*** Block opens ***
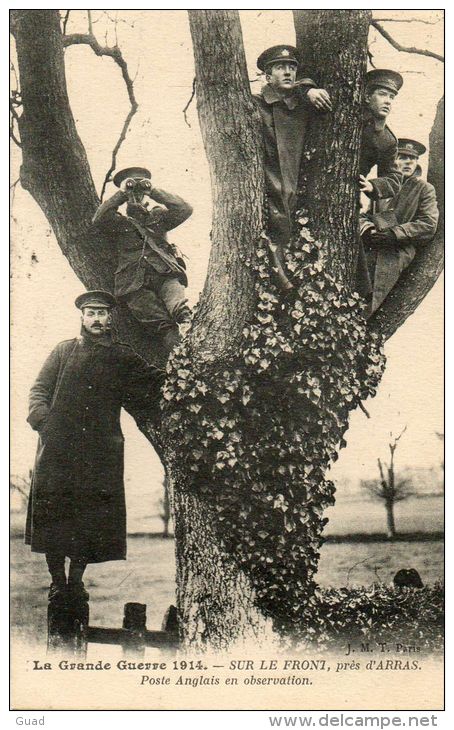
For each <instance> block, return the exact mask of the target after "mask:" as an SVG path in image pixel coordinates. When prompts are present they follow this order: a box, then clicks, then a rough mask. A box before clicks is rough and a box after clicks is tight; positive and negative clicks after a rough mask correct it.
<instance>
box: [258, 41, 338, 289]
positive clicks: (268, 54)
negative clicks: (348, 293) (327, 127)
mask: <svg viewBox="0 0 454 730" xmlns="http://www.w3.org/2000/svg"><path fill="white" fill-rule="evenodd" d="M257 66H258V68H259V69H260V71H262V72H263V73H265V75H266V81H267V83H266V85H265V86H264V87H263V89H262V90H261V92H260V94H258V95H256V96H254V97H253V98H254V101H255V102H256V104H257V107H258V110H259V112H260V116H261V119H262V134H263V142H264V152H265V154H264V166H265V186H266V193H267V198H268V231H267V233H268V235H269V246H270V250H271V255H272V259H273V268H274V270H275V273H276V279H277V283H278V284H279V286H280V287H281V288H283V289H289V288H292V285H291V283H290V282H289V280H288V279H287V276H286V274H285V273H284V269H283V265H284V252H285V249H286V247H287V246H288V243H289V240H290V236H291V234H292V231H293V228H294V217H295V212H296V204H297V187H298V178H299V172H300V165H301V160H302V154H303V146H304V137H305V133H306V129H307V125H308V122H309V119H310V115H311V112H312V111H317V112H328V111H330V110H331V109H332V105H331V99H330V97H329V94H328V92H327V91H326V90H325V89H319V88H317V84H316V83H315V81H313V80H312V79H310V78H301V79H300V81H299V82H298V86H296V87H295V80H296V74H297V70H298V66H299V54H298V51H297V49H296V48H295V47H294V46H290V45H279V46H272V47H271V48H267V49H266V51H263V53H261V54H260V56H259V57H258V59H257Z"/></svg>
*** Block closes ***
*** Block opens ***
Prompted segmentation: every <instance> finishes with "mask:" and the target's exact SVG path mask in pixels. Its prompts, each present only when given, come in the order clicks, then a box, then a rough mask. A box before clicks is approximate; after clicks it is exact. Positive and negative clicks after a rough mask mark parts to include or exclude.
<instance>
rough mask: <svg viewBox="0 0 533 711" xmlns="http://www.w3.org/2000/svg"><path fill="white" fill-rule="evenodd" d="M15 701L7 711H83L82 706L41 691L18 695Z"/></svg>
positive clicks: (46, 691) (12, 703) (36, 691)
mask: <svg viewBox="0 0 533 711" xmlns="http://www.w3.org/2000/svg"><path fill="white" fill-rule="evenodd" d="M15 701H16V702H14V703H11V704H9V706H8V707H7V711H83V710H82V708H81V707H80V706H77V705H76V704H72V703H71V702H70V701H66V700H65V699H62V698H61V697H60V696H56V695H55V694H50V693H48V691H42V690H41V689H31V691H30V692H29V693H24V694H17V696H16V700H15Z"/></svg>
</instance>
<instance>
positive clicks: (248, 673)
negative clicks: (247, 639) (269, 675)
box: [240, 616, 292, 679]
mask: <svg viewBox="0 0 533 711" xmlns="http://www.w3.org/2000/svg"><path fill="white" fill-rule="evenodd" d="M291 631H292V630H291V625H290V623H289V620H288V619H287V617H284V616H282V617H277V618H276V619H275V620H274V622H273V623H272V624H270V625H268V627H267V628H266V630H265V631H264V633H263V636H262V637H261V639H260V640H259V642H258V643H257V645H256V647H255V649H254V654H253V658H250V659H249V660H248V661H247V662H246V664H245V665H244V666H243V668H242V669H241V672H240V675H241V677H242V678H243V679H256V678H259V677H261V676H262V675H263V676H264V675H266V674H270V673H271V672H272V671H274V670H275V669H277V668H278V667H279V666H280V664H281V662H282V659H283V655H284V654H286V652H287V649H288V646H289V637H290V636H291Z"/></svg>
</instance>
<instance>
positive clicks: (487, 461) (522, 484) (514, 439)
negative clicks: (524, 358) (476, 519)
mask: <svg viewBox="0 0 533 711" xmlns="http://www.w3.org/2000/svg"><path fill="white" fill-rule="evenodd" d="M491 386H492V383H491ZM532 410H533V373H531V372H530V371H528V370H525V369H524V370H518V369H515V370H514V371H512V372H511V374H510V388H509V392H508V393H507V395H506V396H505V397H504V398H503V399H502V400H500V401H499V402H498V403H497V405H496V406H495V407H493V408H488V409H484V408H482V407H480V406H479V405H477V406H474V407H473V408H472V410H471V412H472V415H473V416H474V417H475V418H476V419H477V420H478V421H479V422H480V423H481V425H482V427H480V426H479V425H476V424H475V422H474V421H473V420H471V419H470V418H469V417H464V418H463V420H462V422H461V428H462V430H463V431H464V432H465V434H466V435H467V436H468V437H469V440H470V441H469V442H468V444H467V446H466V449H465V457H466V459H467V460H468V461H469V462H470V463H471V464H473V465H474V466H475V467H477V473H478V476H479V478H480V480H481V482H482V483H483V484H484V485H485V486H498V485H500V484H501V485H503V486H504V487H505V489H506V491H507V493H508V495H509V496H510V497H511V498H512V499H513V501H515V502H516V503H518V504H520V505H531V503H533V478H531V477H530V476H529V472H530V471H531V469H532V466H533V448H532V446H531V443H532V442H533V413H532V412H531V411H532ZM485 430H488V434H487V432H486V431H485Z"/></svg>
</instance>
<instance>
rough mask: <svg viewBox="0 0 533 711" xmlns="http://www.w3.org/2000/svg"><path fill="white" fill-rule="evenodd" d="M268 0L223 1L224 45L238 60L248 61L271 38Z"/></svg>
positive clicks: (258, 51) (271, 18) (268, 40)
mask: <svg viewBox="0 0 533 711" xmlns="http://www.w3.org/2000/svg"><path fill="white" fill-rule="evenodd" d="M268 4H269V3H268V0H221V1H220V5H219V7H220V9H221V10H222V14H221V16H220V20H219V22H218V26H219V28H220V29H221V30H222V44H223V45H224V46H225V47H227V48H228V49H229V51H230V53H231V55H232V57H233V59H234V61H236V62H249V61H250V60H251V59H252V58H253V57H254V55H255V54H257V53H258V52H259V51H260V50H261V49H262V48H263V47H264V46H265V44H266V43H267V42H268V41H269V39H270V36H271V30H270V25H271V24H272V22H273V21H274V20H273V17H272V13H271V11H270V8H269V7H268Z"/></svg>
*** Block closes ***
*** Block opens ***
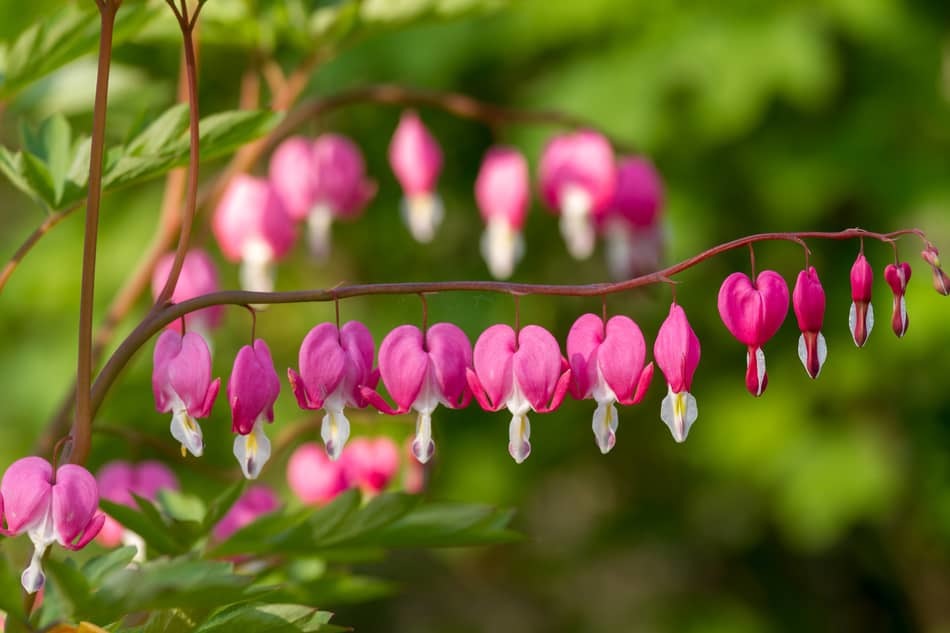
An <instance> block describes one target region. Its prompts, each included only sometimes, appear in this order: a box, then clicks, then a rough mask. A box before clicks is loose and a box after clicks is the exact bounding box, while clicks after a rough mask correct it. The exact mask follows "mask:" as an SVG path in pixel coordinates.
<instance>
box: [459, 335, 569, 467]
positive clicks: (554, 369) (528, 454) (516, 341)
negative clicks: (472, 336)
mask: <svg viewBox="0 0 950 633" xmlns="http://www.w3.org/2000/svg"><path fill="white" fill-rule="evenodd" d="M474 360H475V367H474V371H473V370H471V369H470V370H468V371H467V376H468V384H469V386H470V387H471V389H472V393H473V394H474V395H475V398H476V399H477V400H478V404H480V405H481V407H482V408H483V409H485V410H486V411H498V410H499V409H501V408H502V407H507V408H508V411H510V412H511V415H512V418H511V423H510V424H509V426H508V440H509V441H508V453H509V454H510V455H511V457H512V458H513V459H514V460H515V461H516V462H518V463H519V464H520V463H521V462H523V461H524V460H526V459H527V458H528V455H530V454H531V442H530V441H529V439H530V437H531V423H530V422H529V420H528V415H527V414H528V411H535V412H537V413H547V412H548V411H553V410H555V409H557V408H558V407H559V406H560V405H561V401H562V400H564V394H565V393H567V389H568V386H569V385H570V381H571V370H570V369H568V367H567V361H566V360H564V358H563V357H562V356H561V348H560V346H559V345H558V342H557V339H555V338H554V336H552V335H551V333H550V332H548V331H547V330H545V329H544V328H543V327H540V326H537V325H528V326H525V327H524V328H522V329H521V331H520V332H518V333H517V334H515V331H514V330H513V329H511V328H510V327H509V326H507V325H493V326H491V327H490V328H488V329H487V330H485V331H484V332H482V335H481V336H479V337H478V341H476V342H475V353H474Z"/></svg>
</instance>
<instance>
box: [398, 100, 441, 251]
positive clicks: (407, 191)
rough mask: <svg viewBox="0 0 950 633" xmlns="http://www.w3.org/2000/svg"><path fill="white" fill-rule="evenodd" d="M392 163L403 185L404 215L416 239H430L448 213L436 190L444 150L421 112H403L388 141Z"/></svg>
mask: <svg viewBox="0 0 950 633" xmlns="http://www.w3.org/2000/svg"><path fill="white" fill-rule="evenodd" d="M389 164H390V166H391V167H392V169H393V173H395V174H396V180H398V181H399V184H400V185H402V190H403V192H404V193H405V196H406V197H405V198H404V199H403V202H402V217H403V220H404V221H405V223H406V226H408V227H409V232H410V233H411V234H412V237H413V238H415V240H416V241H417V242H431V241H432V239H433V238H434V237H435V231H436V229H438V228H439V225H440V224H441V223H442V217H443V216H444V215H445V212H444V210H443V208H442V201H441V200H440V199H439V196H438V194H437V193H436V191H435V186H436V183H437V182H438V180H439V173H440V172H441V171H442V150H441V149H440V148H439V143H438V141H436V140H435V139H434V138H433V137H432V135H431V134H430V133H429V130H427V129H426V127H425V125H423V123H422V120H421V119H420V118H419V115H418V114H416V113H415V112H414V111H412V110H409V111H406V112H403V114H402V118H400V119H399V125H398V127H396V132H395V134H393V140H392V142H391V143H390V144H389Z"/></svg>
*** Block closes ***
**Exercise aim:**
Rewrite the lines between the one containing "For each <instance>" and the one containing "negative clicks: (348, 293) (327, 127)", inclusive, swapping "positive clicks" for "foreground clicks" and leaving everything else as it is.

**Worked solution:**
For each <instance> block, return the exact mask of the target after "mask:" as an SVG path in image pixel coordinates. When prompts are present they follow this order: a box, then clicks, then a rough mask. A box before clicks is rough and a box after clicks is tight; positive and negative clicks after a rough mask correct it.
<instance>
box: [258, 41, 338, 289]
foreground clicks: (268, 54)
negative clicks: (348, 293) (327, 127)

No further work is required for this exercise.